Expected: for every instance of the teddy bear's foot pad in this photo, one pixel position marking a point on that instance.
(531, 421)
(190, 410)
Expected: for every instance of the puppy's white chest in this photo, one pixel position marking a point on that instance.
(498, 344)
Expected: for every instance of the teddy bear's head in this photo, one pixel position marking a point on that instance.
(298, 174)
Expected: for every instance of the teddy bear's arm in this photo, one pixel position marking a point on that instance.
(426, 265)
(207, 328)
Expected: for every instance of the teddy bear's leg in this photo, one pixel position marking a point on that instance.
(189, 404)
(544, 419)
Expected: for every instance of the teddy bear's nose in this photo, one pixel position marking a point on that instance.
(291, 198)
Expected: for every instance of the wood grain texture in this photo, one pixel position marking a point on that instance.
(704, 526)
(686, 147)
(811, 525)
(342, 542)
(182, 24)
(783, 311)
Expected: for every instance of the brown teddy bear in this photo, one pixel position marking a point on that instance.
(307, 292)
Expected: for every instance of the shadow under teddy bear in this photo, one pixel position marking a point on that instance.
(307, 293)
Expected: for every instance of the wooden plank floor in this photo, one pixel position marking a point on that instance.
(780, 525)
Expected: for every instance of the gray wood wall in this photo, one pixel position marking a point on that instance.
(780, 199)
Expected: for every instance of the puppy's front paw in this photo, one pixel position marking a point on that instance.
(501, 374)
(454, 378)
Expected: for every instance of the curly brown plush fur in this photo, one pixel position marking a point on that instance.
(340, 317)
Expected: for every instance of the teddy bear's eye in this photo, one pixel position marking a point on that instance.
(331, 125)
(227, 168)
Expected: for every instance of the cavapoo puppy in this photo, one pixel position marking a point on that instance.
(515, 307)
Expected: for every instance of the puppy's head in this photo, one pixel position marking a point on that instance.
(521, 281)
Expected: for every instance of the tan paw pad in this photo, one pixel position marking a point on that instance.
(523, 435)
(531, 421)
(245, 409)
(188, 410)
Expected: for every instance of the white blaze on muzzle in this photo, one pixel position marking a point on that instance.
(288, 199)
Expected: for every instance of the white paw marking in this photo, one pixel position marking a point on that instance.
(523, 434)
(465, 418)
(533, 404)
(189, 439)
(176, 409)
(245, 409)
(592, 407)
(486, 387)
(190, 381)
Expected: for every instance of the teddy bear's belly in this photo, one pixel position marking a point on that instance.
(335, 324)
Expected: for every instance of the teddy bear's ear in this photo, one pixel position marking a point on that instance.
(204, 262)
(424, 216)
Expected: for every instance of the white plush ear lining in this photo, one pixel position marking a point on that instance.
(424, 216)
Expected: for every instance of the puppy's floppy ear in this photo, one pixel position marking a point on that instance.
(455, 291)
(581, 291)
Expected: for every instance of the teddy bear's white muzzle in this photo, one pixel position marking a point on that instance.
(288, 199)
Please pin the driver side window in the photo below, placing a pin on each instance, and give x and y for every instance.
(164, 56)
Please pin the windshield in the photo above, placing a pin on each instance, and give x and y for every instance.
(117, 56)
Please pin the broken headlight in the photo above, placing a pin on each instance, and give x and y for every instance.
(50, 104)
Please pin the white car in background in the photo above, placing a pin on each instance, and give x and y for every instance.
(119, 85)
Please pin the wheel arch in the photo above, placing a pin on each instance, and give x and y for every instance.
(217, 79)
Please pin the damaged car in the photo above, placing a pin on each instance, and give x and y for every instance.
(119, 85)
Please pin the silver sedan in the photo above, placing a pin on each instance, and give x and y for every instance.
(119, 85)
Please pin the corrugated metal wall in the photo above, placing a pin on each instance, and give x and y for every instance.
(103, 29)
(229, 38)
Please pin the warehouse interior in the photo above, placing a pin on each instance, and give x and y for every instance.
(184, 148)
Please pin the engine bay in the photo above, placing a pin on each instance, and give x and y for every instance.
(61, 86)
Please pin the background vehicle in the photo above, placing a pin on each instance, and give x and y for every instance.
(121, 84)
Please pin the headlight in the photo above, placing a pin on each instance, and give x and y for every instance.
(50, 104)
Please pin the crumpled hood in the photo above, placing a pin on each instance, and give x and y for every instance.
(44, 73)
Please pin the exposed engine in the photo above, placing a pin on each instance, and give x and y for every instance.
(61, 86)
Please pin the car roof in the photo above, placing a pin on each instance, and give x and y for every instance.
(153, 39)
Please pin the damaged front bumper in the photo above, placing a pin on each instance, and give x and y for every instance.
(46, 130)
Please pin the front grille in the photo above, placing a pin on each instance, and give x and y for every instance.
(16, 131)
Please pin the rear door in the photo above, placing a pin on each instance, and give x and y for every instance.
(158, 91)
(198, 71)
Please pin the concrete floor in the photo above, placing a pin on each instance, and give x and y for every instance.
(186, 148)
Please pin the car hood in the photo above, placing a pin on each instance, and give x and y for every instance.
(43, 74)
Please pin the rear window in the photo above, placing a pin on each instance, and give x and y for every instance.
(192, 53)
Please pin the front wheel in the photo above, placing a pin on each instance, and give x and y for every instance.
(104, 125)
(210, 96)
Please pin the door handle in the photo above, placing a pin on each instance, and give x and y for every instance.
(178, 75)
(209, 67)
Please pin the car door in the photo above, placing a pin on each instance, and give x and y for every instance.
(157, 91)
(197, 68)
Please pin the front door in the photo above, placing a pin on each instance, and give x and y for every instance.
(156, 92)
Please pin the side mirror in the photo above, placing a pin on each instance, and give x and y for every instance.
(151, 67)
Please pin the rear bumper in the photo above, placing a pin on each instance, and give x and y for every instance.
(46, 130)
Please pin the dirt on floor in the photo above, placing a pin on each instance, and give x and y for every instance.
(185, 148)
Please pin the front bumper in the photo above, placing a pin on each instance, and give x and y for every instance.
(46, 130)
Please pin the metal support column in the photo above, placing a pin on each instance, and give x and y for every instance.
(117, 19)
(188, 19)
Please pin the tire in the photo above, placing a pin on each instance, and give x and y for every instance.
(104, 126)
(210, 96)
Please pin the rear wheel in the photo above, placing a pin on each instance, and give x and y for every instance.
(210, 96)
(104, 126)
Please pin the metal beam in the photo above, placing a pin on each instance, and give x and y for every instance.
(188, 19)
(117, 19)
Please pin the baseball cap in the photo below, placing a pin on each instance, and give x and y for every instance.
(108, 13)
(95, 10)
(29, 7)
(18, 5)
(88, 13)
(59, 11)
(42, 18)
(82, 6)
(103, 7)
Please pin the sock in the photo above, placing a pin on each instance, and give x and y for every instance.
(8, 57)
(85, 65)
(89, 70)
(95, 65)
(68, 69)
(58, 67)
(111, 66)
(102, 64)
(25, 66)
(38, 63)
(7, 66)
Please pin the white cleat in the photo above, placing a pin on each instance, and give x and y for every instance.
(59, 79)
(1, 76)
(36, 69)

——————————

◆ About this exercise ◆
Each entry above is to be transcribed word for word.

◆ Expected answer ◆
Expected: for every instance of the teddy bear's foot pad in this photo, one pixel position marking a point on that instance.
(531, 421)
(190, 410)
Expected: for every instance of the puppy's white chest in this photo, one pixel position marking a point on that instance.
(498, 344)
Expected: for every instance of the teddy bear's head in this photo, one pixel position marking a point on that instance.
(298, 174)
Expected: for every instance of the teddy bear's arm in this photo, one pixel position marking a point on that instance.
(426, 265)
(207, 328)
Expected: for every instance of the teddy bear's leg in this photo, one pixel position marking a point on that instance.
(189, 404)
(544, 419)
Expected: for every instance of the teddy bear's nose in this photo, one pixel position marking a point on that instance.
(291, 198)
Expected: for every instance of the wood grain texture in this photo, one pixel position marking a point on that instance.
(704, 526)
(686, 147)
(811, 525)
(342, 542)
(182, 24)
(783, 311)
Expected: for every instance of the brown teddy bear in this photo, one pixel position marking a point on that instance.
(307, 292)
Expected: for every instance of the shadow under teddy bear in this photo, one pixel position marking a point on that instance.
(307, 293)
Expected: for every instance of the wooden plank floor in this photo, one pixel position marking a point on that instance.
(780, 525)
Expected: for every instance of the gray wood wall in this photo, one pixel position marking a point on that instance.
(780, 199)
Expected: for every instance of the puppy's front paw in this photo, one pixel position marking a point on that instance.
(501, 374)
(454, 378)
Expected: for every instance of the curly brown plush fur in this photo, one pixel position marking a point on that instance.
(340, 317)
Expected: for every instance of the teddy bear's eye in this photo, one pixel position marking a point on that instance.
(331, 125)
(227, 168)
Expected: for every instance of the cavapoo puppy in this photo, one pixel position marking a point on that instance.
(515, 307)
Expected: for every instance of the puppy's head in this photo, one pixel position marking a point on that instance.
(521, 281)
Expected: for every instance of the tan paw pad in this photo, one pixel position marking a point on that instance.
(523, 435)
(531, 421)
(245, 409)
(188, 410)
Expected: for every instance of the white blaze on muzzle in this photo, one pixel position marking a point on that instance.
(288, 199)
Expected: for every instance of the white paw marking in this photo, one pixel position marking a point on that instance.
(523, 434)
(465, 418)
(533, 404)
(189, 439)
(176, 409)
(245, 409)
(592, 407)
(486, 387)
(190, 381)
Expected: for every instance of the teddy bear's belly in this photo, one pixel position marking a point on that instance.
(335, 324)
Expected: for every instance of the teddy bear's ear in this photo, one pixel position marking a point on that instance.
(204, 262)
(424, 216)
Expected: for every instance of the white plush ear lining in this photo, one pixel position marking a point on that instance.
(424, 216)
Expected: for every instance of the puppy's floppy ear in this photo, one pixel position marking a point on that instance.
(455, 291)
(581, 291)
Expected: for every instance of the teddy bear's white muzzle in this photo, one pixel position marking a point on that instance.
(288, 199)
Please pin the driver side window in the photo below, placing a pin on each instance, and give x and y for every instance.
(164, 56)
Please pin the windshield in the photo above, placing a pin on each instance, and give x and y for every instance.
(117, 56)
Please pin the broken headlight in the photo above, placing a pin on each instance, and give x and y for every instance.
(50, 104)
Please pin the white car in background in the photo above, placing a pin on each instance, and give x and y for every instance.
(119, 85)
Please pin the wheel arch in the photo above, placing a pin on each instance, and give x and y for every instance.
(217, 79)
Please pin the damaged car in the photo above, placing a pin on each instance, and give x and y for every instance.
(119, 85)
Please pin the silver sedan in the photo above, placing a pin on each instance, and give x and y for every instance.
(119, 85)
Please pin the corrugated metal wall in the photo above, placing a pin on each instance, and give x and y for every instance.
(103, 29)
(229, 38)
Please pin the warehouse interior in the photo above, placing a pin on each instance, and give x and y for every instance.
(184, 148)
Please pin the engine bay in the photo above, placing a pin on each instance, and give x and y for every instance.
(61, 86)
Please pin the background vehicle in the photo above, placing a pin on each instance, and give x and y for every instance.
(121, 84)
Please pin the headlight in the photo above, placing a pin on each instance, and give x and y for every instance.
(50, 104)
Please pin the crumpled hood in the photo above, placing a pin on each instance, and give x and y for every instance.
(44, 73)
Please pin the exposed engine in the photo above, placing a pin on each instance, and give x and y for every instance.
(61, 86)
Please pin the car roof in the photo above, placing a pin on each instance, and give x and y for every instance.
(153, 39)
Please pin the damaged front bumper in the photo above, placing a pin on each instance, and give x and y for every instance.
(46, 130)
Please pin the front grille in the photo above, placing a pin on each instance, and give x and y for every instance.
(16, 131)
Please pin the rear door in the photo above, placing a pin on each instance, and give x and y for every instance.
(158, 91)
(198, 71)
Please pin the concrete floor in the photo above, placing a pin on each instance, and give x and y for every instance.
(186, 148)
Please pin the car hood in the photo above, placing a pin on each instance, and give x and y for every instance.
(43, 74)
Please pin the rear window in the photo above, placing a pin on each instance, and give x and y for every instance.
(192, 53)
Please pin the front wheel in the photo above, placing a pin on each instance, and give x and y for every instance.
(104, 125)
(210, 96)
Please pin the door handle in the photo above, placing a pin on each instance, and give x and y for every instance.
(178, 75)
(209, 67)
Please pin the car door in the photo above, placing a pin on each instance, and give x and y for every instance.
(157, 91)
(197, 68)
Please pin the front door in the photo above, placing a pin on each instance, and give x and y for every instance.
(156, 92)
Please pin the side mirror in the photo above, placing a pin on each instance, and give x and y for every instance.
(151, 67)
Please pin the rear bumper in the photo above, placing a pin on each instance, and give x and y for every instance.
(46, 130)
Please pin the dirt on floor in the photo above, placing a pin on each instance, and give x and y for every instance.
(185, 148)
Please pin the front bumper in the photo above, placing a pin on each instance, and give x and y for every instance.
(46, 130)
Please pin the metal support column in the photo above, placing a pin on each instance, and give x and y for every instance.
(117, 19)
(188, 19)
Please pin the tire in the photo above, placing a pin on each instance, and give x and y for every instance.
(104, 126)
(210, 96)
Please pin the rear wheel in the photo above, placing a pin on each instance, and give x and y for every instance.
(210, 96)
(104, 126)
Please pin the metal beam in the photo above, placing a pin on each instance, and give x and y for every instance.
(188, 19)
(117, 19)
Please pin the baseball cap in the photo below, placing a pin on each instance, and give x and y for every instance.
(108, 13)
(95, 10)
(29, 7)
(18, 5)
(88, 13)
(59, 11)
(42, 18)
(82, 6)
(103, 7)
Please pin the sock in the photo above, placing a pin on each instance, and give x and y for every instance.
(8, 57)
(85, 65)
(89, 70)
(95, 65)
(68, 69)
(58, 67)
(111, 66)
(102, 64)
(25, 66)
(38, 63)
(7, 66)
Please pin the white cleat in the photo above, placing a pin on each instance, and give x and y for every instance.
(59, 79)
(1, 76)
(36, 69)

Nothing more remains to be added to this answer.